*ASSIGNED TASK*: Convert every one of the rows below into a Markdown table with the columns Number and Content, giving each row its number and leaving out any blank lines.

*EXTRACTED DATA*:
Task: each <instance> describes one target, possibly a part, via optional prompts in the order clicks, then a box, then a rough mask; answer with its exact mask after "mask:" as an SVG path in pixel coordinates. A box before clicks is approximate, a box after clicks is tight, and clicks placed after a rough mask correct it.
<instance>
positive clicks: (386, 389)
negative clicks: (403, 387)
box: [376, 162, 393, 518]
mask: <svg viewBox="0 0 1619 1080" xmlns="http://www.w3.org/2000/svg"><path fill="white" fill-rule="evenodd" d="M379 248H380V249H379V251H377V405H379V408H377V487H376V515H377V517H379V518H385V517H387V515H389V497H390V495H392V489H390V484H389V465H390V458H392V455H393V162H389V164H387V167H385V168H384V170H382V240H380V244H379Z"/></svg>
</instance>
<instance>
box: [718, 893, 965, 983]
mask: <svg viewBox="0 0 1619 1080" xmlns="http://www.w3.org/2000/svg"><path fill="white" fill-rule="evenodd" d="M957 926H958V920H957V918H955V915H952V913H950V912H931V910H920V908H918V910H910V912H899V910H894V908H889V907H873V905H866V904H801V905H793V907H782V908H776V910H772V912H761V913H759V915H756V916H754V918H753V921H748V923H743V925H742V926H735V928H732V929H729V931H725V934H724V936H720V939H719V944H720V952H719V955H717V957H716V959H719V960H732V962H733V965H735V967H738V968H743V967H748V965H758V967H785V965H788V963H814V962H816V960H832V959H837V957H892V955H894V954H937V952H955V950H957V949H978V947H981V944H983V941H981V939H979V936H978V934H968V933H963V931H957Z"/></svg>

*RESPONSE AREA*:
| Number | Content |
|---|---|
| 1 | Task: each <instance> describes one target, possibly a part, via optional prompts in the order clicks, then a box, then a rough mask; answer with its exact mask after "mask:" as an SVG path in pixel coordinates. A box before clicks is approximate, a box after clicks is tight, and clicks placed after a rough mask correct it. |
| 2 | <instance> |
| 3 | positive clicks: (386, 389) |
| 4 | negative clicks: (403, 387) |
| 5 | box: [376, 162, 393, 518] |
| 6 | mask: <svg viewBox="0 0 1619 1080" xmlns="http://www.w3.org/2000/svg"><path fill="white" fill-rule="evenodd" d="M379 248H380V249H379V251H377V405H379V408H377V487H376V515H377V517H379V518H385V517H387V515H389V497H390V495H392V489H390V484H389V465H390V458H392V455H393V162H389V164H387V167H385V168H384V170H382V240H380V244H379Z"/></svg> |
| 7 | </instance> |
| 8 | <instance> |
| 9 | box: [718, 893, 965, 983] |
| 10 | mask: <svg viewBox="0 0 1619 1080" xmlns="http://www.w3.org/2000/svg"><path fill="white" fill-rule="evenodd" d="M957 926H958V920H957V918H955V915H952V913H950V912H931V910H920V908H918V910H910V912H899V910H894V908H889V907H873V905H866V904H801V905H793V907H782V908H776V910H772V912H761V913H759V915H756V916H754V918H753V921H748V923H743V925H742V926H735V928H732V929H729V931H725V934H724V936H720V939H719V944H720V952H719V955H717V957H716V959H719V960H732V962H733V965H735V967H738V968H743V967H748V965H758V967H785V965H788V963H814V962H816V960H832V959H837V957H892V955H894V954H937V952H955V950H957V949H978V947H981V944H983V941H981V939H979V936H978V934H968V933H963V931H957Z"/></svg> |